This week legislative committees will look at bills to give cops authority to make warrantless arrests for violating any misdemeanor, resolutions against federal income taxes and a pitch for Medicaid Inspector General.---
The end-of-the-week committees have not yet been filled but already there’s quite a lineup of interesting bills being ground through the system.
House Bill 59, sponsored by Stephen Handy, R-Layton would allow warrantless arrest of individuals based on reasonable cause of any misdemeanor. The current statute only allows that law-enforcement make such arrest on reasonable cause of the Class A misdemeanors and felonies.
Tuesday you can also hear House Joint Resolution 20, urging the repeal of the 16th Amendment to U.S. Constitution. proposed by Rep. Carl Wimmer, R-Herriman, the bill would urge the U.S. Congress to repeal the 16th Amendment which allows the federal government to collect income tax.
Thursday, the Retirement and Independent Entities Appropriations Subcommittee will be finishing up a review of the Utah Public Employees Health Program, which was recently dinged by a legislative audit for providing health insurance at higher costs than various private insurance carriers in the state.
The PEHP review and other business will be conducted Thursday, Feb. 10 at the Utah State Capitol, 350 N. State, Utah State Capitol Complex, at 7 a.m. Visit the Legislature’s main page for a live audio link.

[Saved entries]

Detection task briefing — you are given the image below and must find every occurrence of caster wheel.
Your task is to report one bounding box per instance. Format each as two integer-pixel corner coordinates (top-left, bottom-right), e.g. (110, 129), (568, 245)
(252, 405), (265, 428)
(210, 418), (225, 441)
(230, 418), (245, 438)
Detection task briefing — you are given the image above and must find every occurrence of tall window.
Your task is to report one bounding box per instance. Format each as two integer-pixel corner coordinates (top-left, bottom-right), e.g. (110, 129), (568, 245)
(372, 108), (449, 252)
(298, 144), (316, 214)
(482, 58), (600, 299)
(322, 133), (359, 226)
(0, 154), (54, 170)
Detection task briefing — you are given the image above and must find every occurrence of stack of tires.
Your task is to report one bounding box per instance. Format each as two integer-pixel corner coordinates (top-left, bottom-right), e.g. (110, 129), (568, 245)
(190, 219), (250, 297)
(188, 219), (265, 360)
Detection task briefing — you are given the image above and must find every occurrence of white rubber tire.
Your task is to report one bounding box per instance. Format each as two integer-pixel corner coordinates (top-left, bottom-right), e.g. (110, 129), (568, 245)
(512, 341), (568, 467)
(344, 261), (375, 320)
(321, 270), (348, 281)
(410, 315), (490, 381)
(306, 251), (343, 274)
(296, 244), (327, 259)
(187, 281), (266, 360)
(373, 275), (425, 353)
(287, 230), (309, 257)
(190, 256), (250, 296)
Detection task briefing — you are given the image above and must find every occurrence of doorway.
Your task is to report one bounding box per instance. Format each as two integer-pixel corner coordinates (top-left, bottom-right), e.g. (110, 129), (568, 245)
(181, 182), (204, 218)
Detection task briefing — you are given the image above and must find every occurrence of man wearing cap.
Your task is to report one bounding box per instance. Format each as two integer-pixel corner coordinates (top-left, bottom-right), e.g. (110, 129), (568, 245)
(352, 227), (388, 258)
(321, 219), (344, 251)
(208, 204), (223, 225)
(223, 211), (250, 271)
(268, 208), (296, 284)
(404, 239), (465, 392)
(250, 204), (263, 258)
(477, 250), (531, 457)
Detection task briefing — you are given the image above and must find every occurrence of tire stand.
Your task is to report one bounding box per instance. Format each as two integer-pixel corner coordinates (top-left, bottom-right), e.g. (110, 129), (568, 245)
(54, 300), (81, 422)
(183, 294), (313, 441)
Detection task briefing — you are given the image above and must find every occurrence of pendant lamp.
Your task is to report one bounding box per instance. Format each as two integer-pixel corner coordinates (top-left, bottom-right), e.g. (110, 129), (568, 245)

YOUR TASK:
In the text about this week's legislative committee bills, rewrite the part that begins with the words "This week legislative" and ends with "through the system.", swapping "cops" for "police officers".

RESULT BELOW:
This week legislative committees will look at bills to give police officers authority to make warrantless arrests for violating any misdemeanor, resolutions against federal income taxes and a pitch for Medicaid Inspector General.---
The end-of-the-week committees have not yet been filled but already there’s quite a lineup of interesting bills being ground through the system.